[Stored entries]
········
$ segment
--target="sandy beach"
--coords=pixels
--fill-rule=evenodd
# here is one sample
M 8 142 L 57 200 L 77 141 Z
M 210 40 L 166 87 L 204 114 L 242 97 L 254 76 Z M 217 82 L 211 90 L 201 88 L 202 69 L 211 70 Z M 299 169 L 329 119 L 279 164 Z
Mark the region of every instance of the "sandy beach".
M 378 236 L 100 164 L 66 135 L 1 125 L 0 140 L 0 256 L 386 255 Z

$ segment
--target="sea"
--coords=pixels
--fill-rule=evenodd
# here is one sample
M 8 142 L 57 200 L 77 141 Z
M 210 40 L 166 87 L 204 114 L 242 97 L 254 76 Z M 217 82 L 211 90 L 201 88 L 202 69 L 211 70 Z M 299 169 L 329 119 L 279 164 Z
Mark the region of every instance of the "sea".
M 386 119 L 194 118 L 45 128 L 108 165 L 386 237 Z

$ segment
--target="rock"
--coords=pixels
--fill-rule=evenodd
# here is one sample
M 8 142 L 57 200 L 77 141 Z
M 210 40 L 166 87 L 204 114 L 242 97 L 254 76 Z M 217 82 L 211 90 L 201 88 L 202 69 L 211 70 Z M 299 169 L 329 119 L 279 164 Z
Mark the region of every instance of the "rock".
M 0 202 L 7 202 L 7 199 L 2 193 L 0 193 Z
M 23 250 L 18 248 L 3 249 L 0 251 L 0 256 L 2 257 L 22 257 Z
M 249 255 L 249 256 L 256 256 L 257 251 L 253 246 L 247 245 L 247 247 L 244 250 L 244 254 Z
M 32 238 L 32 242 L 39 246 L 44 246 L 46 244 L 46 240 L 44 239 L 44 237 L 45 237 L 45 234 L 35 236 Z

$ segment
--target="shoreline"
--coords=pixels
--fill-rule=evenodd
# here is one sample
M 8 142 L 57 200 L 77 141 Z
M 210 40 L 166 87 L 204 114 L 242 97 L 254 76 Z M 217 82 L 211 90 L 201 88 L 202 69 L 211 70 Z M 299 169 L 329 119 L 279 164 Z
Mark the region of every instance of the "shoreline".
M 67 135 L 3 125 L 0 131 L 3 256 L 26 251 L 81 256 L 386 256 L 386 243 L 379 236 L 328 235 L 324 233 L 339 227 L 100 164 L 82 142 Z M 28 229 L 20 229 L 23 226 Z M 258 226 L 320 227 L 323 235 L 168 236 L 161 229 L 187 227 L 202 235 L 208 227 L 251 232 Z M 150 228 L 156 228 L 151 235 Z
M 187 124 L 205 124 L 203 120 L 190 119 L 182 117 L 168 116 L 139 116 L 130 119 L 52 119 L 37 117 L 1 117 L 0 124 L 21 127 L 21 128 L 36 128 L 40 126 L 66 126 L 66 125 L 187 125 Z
········
Transcribe every line of the entries above without changing anything.

# [THE RESPONSE]
$ segment
--target="sandy beach"
--coords=pixels
--fill-rule=evenodd
# here is one sample
M 8 142 L 57 200 L 77 141 Z
M 210 40 L 166 87 L 204 114 L 242 97 L 254 76 Z M 217 82 L 211 90 L 201 88 L 202 69 L 211 70 Z M 299 169 L 329 119 L 279 164 Z
Mark the region of every instance of the "sandy beach".
M 378 236 L 100 164 L 66 135 L 1 125 L 0 140 L 0 256 L 386 255 Z

$ segment
--target="sea"
--coords=pixels
--fill-rule=evenodd
# here is one sample
M 8 142 L 57 200 L 77 141 Z
M 210 40 L 166 87 L 204 114 L 242 97 L 254 76 Z M 217 82 L 211 90 L 201 88 L 202 69 L 211 70 Z M 299 169 L 329 119 L 279 164 Z
Mark the region of every instance of the "sea".
M 386 119 L 194 118 L 45 128 L 108 165 L 386 237 Z

$ segment
--target="rock"
--coords=pixels
--fill-rule=evenodd
# here is one sample
M 8 142 L 57 200 L 77 141 Z
M 210 40 L 166 87 L 204 114 L 242 97 L 254 76 Z M 217 82 L 211 90 L 201 88 L 202 69 L 211 70 Z M 299 169 L 329 119 L 279 164 Z
Mark the region of every instance of the "rock".
M 0 202 L 7 202 L 7 199 L 2 193 L 0 193 Z
M 23 250 L 18 248 L 3 249 L 0 251 L 0 256 L 2 257 L 22 257 Z
M 249 255 L 249 256 L 256 256 L 257 251 L 253 246 L 247 245 L 247 247 L 244 250 L 244 254 Z
M 32 238 L 32 242 L 39 246 L 44 246 L 46 244 L 46 240 L 44 239 L 44 237 L 45 237 L 45 234 L 35 236 Z

$ segment
--target="shoreline"
--coords=pixels
--fill-rule=evenodd
# here is one sample
M 8 142 L 57 200 L 77 141 Z
M 210 40 L 166 87 L 204 114 L 242 97 L 254 76 Z M 217 82 L 211 90 L 201 88 L 202 69 L 211 70 Z M 299 169 L 329 119 L 279 164 Z
Mark the region of every instance of the "shoreline".
M 67 135 L 3 125 L 0 131 L 3 256 L 26 251 L 81 256 L 386 256 L 386 243 L 379 236 L 328 235 L 324 233 L 339 227 L 100 164 L 82 142 Z M 28 229 L 20 229 L 23 226 Z M 258 226 L 320 227 L 323 235 L 168 236 L 161 229 L 187 227 L 202 235 L 208 227 L 251 232 Z M 150 228 L 156 228 L 151 235 Z
M 187 124 L 205 124 L 203 120 L 190 119 L 182 117 L 168 116 L 139 116 L 130 119 L 52 119 L 37 117 L 1 117 L 0 124 L 21 127 L 21 128 L 36 128 L 40 126 L 66 126 L 66 125 L 187 125 Z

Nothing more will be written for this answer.